> **Coordinate annotation entries**
⟨
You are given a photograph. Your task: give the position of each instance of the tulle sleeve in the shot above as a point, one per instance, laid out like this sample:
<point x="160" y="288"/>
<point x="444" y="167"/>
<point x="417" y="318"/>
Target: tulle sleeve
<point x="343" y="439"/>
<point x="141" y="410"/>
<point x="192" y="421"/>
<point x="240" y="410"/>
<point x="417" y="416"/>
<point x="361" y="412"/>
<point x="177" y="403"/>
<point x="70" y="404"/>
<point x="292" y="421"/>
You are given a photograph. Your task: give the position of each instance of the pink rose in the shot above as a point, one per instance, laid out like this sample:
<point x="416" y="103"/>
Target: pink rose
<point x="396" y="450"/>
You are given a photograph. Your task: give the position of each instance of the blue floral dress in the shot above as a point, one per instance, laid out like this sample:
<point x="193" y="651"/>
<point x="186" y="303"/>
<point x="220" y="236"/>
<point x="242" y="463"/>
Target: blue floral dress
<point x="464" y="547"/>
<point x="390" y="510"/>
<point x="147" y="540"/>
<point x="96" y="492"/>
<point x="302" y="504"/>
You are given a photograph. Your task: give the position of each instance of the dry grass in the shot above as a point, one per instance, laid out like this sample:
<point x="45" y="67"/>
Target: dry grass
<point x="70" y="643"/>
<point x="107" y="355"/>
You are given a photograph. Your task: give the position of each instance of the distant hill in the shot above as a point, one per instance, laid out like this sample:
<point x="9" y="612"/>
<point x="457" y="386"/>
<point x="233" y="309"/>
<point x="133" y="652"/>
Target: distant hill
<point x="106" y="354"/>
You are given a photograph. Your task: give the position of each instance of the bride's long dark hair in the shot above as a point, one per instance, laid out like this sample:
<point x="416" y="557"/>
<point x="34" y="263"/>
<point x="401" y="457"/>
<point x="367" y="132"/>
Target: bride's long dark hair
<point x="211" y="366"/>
⟩
> **EXERCISE OBJECTIVE**
Rewrite every row, substituting "formatted like this example" for each occurrence of "laid out like this sample" and keeping everything else the same.

> **RESULT FOR THIS TASK**
You are given a photograph. Your task: give the position of each instance of the tulle sleeve in the shot above as a point, one per instance, formatted like this example:
<point x="160" y="288"/>
<point x="444" y="167"/>
<point x="417" y="318"/>
Target: tulle sleeve
<point x="343" y="439"/>
<point x="141" y="410"/>
<point x="192" y="421"/>
<point x="240" y="410"/>
<point x="417" y="416"/>
<point x="361" y="412"/>
<point x="177" y="403"/>
<point x="70" y="404"/>
<point x="292" y="421"/>
You are given a photograph. Your task: give the position of each instance of the pink rose in the shot above as a point, one per instance, formatted like this example:
<point x="416" y="103"/>
Target: pink rose
<point x="396" y="450"/>
You are given a photograph. Your task: give the position of each instance of the blue floral dress in the shot above as a point, one per instance, formatted like this example:
<point x="193" y="651"/>
<point x="186" y="303"/>
<point x="220" y="236"/>
<point x="242" y="463"/>
Target: blue floral dress
<point x="464" y="547"/>
<point x="390" y="510"/>
<point x="147" y="540"/>
<point x="96" y="492"/>
<point x="302" y="504"/>
You are given a photograph. Your task: give the position of each instance of the dry grass in the shot above as a point, one per instance, formatted like this example:
<point x="45" y="67"/>
Target: dry grass
<point x="70" y="643"/>
<point x="107" y="355"/>
You are given a photograph. Your task: give the position of each instance of the distant hill in the shot above as a point, one per instance, formatted like this example:
<point x="9" y="612"/>
<point x="457" y="386"/>
<point x="233" y="309"/>
<point x="133" y="652"/>
Target: distant hill
<point x="106" y="354"/>
You are given a photograph. Your task: give the position of each instance of the bride's long dark hair in the shot above as a point, one per instance, formatted like this example:
<point x="416" y="557"/>
<point x="34" y="263"/>
<point x="401" y="457"/>
<point x="367" y="132"/>
Target: bride's long dark hair
<point x="211" y="366"/>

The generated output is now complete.